• **STATED PROBLEM A**: Using the article on the Missouri Farm Bureau meeting below, explain in one to three sentences why the Farm Bureau chose Gratitude as its theme.

• **GIVEN TEXT**:
OSAGE BEACH, Mo. — Speaking to a standing-room-only crowd filled with farmers and ranchers from across the state, the Show-Me State’s 57th Governor connected with his roots and spoke of continuing to better rural Missouri.
Gov. Mike Parson and a handful of other statewide elected officials and lawmakers spoke at the annual Missouri Farm Bureau meeting on Monday morning. Soon-to-be Attorney General Eric Schmitt, Senator-elect Josh Hawley, and U.S. Sen. Roy Blunt also addressed the crowd gathered at Tan-Tar-A in Osage Beach.
They all reiterated the importance of agriculture, calling it the “backbone” of Missouri and the United States.
“I am so proud to be a farmer,” said Parson, who was introduced as a “longtime friend” of the Missouri Farm Bureau. Parson runs a cow/calf operation in Bolivar and is from generations of farmers.
Parson spoke at the annual meeting in 2017, but in his statewide role as lieutenant governor. He assumed the role of Missouri’s chief executive on June 1, 2018.
“First thing out of the chute was a drought,” said Parson.
That drought was just one of many things that hit Missouri’s agriculturalists.
Crop prices are low, farm income is down continuing a five-year trend, the trade war escalated during peak harvest season, and when the state finally got rain, it came when farmers had their crops down. It was not an easy year to be a farmer, noted several of the speakers.
“We chose Gratitude as a theme, precisely because it is hard this year…gratitude is the most important when it is the hardest,” said Blake Hurst, President of the Missouri Farm Bureau.
Agriculturalists should have hope moving into the upcoming year, U.S. Sen. Roy Blunt told the assembled farmers and ranchers.
The United States-Mexico-Canada Agreement to replace the North America Free Trade Agreement has been signed by the appropriated heads of state and now it just needs to be passed by Congress. There are also ongoing negotiations with China that are making headway.

• **STATED PROBLEM B**: Please report how many lines of the rows below contain the string "sand", counting only matches with the same case.

• **DATA**:
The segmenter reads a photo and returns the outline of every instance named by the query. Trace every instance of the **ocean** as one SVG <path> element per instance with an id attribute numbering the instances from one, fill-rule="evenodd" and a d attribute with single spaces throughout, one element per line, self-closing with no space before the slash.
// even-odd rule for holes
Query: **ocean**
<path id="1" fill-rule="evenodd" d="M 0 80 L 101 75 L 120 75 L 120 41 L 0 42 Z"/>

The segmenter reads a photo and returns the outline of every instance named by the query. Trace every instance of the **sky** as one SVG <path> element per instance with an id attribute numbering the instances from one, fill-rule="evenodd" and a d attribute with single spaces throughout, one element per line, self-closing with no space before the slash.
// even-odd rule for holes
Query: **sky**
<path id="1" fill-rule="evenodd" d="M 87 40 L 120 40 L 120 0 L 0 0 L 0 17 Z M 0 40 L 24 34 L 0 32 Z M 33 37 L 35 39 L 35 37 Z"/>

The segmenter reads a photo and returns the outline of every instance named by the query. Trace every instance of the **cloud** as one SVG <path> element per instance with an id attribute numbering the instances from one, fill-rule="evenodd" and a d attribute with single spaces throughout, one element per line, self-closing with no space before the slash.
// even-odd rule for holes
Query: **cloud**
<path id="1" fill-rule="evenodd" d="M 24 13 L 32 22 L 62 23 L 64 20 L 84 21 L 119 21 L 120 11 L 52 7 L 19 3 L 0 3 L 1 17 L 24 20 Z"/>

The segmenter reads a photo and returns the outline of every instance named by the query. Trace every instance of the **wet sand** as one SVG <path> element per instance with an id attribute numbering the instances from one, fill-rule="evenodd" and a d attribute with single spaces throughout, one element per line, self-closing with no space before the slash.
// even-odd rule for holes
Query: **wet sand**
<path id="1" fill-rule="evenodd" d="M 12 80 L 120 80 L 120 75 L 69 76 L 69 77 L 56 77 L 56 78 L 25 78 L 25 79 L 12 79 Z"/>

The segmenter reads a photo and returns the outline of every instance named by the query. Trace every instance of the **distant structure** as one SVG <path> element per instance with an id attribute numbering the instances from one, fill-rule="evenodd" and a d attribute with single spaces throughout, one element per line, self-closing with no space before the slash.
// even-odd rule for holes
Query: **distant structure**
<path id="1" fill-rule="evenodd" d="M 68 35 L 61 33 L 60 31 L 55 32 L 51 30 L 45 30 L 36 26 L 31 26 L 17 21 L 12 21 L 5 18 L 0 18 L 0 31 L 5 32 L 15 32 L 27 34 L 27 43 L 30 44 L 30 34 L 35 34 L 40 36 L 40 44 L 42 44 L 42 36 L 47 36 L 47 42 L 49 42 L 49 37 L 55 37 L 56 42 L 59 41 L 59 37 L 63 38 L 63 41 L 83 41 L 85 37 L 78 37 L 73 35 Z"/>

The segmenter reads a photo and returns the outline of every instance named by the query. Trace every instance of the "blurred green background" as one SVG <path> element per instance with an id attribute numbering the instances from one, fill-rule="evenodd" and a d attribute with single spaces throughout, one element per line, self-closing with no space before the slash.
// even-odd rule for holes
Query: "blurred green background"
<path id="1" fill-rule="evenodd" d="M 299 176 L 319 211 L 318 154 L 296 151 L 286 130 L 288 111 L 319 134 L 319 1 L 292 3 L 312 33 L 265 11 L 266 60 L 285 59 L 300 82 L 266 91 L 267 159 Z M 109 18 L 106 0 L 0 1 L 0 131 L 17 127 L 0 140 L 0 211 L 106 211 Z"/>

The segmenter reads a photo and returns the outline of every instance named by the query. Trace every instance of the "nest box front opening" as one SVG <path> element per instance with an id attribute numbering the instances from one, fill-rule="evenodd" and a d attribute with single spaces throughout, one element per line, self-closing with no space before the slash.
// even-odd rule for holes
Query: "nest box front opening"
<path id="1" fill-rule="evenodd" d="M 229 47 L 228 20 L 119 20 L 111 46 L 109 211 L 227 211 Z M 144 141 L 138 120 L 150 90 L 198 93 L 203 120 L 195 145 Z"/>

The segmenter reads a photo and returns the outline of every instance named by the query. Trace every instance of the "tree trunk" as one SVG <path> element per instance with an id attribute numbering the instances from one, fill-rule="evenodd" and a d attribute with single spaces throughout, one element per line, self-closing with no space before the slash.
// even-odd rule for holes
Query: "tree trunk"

• **RESPONSE A**: The Missouri Farm Bureau chose Gratitude as its theme because this year was hard for farmers. Its president, Blake Hurst, said that gratitude matters most when times are hardest. Low crop prices, falling farm income, a drought, badly timed rain and a trade war that escalated during peak harvest had all made the year difficult.

• **RESPONSE B**: 2